AUSGEWÄHLTER TEXT
■ ■ ■ ■ ■

Eigentlich hätte ja am heutigen Freitag das Schlagerspiel der 15. Runde in der “skyGo Erste Liga” stattfinden sollen. Unser LASK hätte in Schwanenstadt auf Austria Salzburg treffen sollen. Aus zahlreichen Gründen, die nicht in der Macht des LASK liegen, wurde das Spiel auf Ende November verschoben. Wir fragten uns, was läuft falsch oder richtig bei den Violas aus Salzburg? Da wir natürlich nicht den Einblick in diesen Verein haben, sind wir an einen uns bekannten Fan und Unterstützer der Austria heran getreten, um die LASK Fans etwas darüber aufzuklären. Stefan erklärte sich glücklicherweise bereit dazu und hat uns diesen mehr als interessanten Blog zur Stadionproblematik und zum  “Ist-Zustand”, mit kurzem Blick in die Geschichte, seiner Austria zukommen lassen.

 
Heute ist der 19. Oktober 2015. Ich sitze gerade im Zug nach Wien und schreibe über meine Austria, weil ich darum gebeten wurde. Der Hauptgrund meiner Fahrt ist das morgige Auswärtsspiel gegen den FAC. Möglicherweise ist es das Letzte.
 
Ich soll für die Seite “seit1908.at” einen Gastkommentar schreiben. Zur aktuellen, ungewissen Situation aus der Sicht eines Austria Salzburg-Fans. Gar nicht so einfach, wenn man die Zeitungen ein bisschen mitverfolgt hat. Trotzdem werde ich mich bemühen, auch Außenstehenden einen kurzen Einblick zu geben.

■ ■ ■ ■ ■

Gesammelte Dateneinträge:
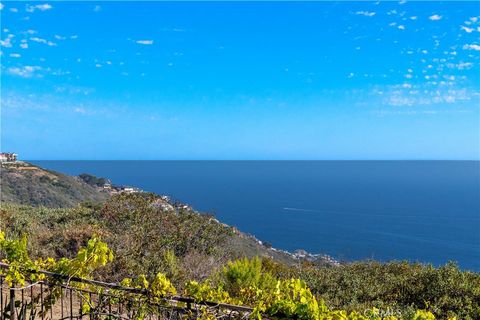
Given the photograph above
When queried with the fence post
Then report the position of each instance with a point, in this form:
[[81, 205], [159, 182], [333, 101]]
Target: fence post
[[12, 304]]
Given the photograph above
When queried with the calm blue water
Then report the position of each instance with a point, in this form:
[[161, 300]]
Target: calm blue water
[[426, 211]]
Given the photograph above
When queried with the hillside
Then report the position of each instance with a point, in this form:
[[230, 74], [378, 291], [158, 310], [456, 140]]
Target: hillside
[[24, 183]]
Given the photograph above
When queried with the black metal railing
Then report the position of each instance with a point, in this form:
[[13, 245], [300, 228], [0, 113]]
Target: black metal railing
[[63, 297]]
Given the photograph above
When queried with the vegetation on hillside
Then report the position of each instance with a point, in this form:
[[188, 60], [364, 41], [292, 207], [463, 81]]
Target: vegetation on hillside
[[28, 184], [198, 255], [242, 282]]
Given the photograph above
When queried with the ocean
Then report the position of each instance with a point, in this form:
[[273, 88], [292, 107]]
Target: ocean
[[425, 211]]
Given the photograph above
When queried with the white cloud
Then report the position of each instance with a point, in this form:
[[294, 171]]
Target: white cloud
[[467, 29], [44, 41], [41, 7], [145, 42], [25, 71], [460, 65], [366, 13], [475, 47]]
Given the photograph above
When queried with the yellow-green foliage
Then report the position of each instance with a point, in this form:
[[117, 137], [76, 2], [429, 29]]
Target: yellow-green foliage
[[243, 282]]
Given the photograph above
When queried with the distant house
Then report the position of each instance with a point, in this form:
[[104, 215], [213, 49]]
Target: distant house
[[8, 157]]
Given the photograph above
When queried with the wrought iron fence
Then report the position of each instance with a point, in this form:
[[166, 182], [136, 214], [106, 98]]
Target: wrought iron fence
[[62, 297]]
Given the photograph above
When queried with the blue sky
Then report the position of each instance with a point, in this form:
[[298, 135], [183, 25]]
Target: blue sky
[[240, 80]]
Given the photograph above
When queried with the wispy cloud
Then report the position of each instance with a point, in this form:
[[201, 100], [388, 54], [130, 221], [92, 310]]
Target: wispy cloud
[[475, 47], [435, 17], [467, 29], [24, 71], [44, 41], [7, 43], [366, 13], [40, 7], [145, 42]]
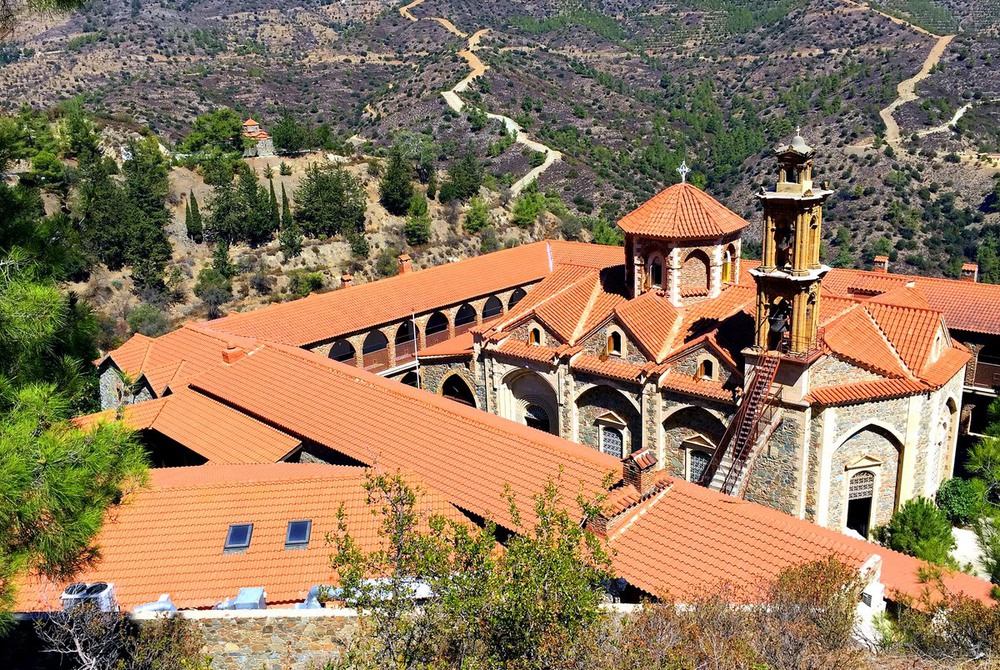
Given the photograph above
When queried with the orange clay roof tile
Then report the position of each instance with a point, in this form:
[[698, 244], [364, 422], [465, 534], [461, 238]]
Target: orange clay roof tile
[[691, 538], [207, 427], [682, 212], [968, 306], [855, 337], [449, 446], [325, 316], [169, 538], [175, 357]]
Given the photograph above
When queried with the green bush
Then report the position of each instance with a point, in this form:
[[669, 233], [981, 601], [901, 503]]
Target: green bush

■ ■ ■ ■ ■

OFFENE AUFGABEN
#1 Beantworte zum ausgewählten Text diese Fragen:
(a) In welchem Ort hätte der LASK auf Austria Salzburg treffen sollen?
(b) Gegen wen findet das Auswärtsspiel statt, das der Hauptgrund der Zugfahrt ist?
(c) Für welche Seite soll der Gastkommentar geschrieben werden?
#2 Aktualisiere im ausgewählten Text den Abschnitt, der mit „Heute ist der“ beginnt und bis „es das Letzte.“ reicht, und setze darin „Bus“ an die Stelle von „Zug“.

ANTWORTEN
#1
(a) In Schwanenstadt.
(b) Gegen den FAC.
(c) Für die Seite „seit1908.at“.

#2
Heute ist der 19. Oktober 2015. Ich sitze gerade im Bus nach Wien und schreibe über meine Austria, weil ich darum gebeten wurde. Der Hauptgrund meiner Fahrt ist das morgige Auswärtsspiel gegen den FAC. Möglicherweise ist es das Letzte.